■ **Extrait étudié**:
== == ==
Publicité

Coupe forestière : La qualité de l’eau en danger au lac Saint-Pierre

Denis Lévesque sonne l’alarme devant une situation jugée à la fois préoccupante pour l’écosystème et inacceptable pour les riverains. Photo : José Soucy

À Mont-Carmel, la grogne monte autour du lac Saint-Pierre, où une coupe forestière effectuée l’hiver dernier aurait, selon les résidents, gravement nui à la qualité de l’eau. L’association des propriétaires, dirigée par Denis Lévesque, sonne l’alarme devant une situation jugée à la fois préoccupante pour l’écosystème et inacceptable pour les riverains.

« Ce qu’on veut, c’est retrouver notre lac propre. Ce n’est pas compliqué », résume M. Lévesque, établi depuis 25 ans dans le secteur, et aujourd’hui à la retraite.
== == ==
■ **Données fournies**:
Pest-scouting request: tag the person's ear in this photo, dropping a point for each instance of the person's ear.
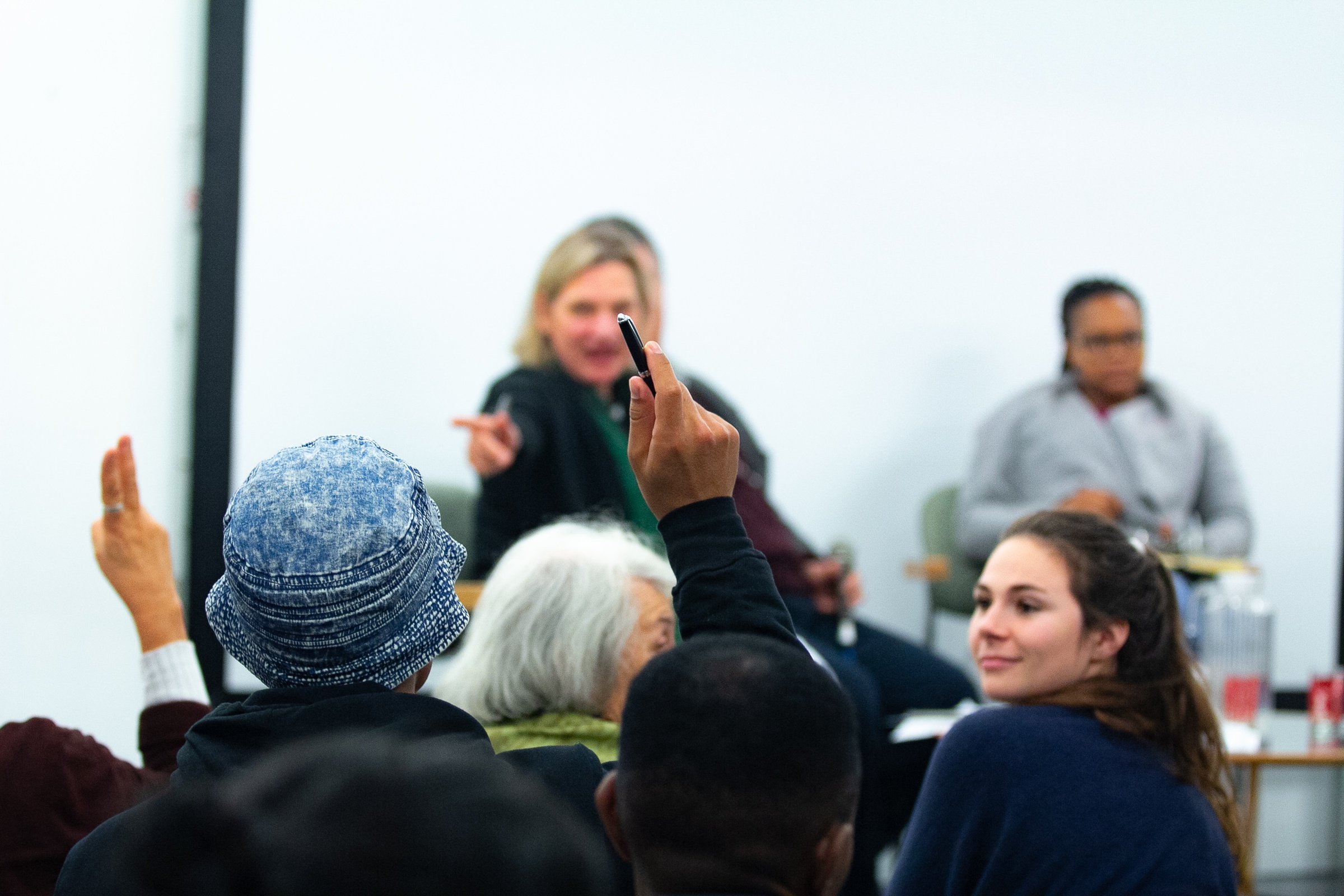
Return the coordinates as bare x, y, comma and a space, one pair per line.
== == ==
■ **Travail à faire**:
[1] Répondez aux questions suivantes à l'aide de l'extrait sur le lac Saint-Pierre.
(a) Dans quelle municipalité se trouve le lac Saint-Pierre ?
(b) À quel moment la coupe forestière a-t-elle été effectuée ?
(c) Depuis combien d'années M. Lévesque est-il établi dans le secteur ?
[2] Reproduisez fidèlement le passage de l'extrait sur le lac Saint-Pierre qui va de « Coupe forestière : La » jusqu'à « à la retraite. » inclus.

■ **Corrigé des exercices**:
[1]
(a) À Mont-Carmel.
(b) L'hiver dernier.
(c) Depuis 25 ans.

[2]
Coupe forestière : La qualité de l’eau en danger au lac Saint-Pierre

Denis Lévesque sonne l’alarme devant une situation jugée à la fois préoccupante pour l’écosystème et inacceptable pour les riverains. Photo : José Soucy

À Mont-Carmel, la grogne monte autour du lac Saint-Pierre, où une coupe forestière effectuée l’hiver dernier aurait, selon les résidents, gravement nui à la qualité de l’eau. L’association des propriétaires, dirigée par Denis Lévesque, sonne l’alarme devant une situation jugée à la fois préoccupante pour l’écosystème et inacceptable pour les riverains.

« Ce qu’on veut, c’est retrouver notre lac propre. Ce n’est pas compliqué », résume M. Lévesque, établi depuis 25 ans dans le secteur, et aujourd’hui à la retraite.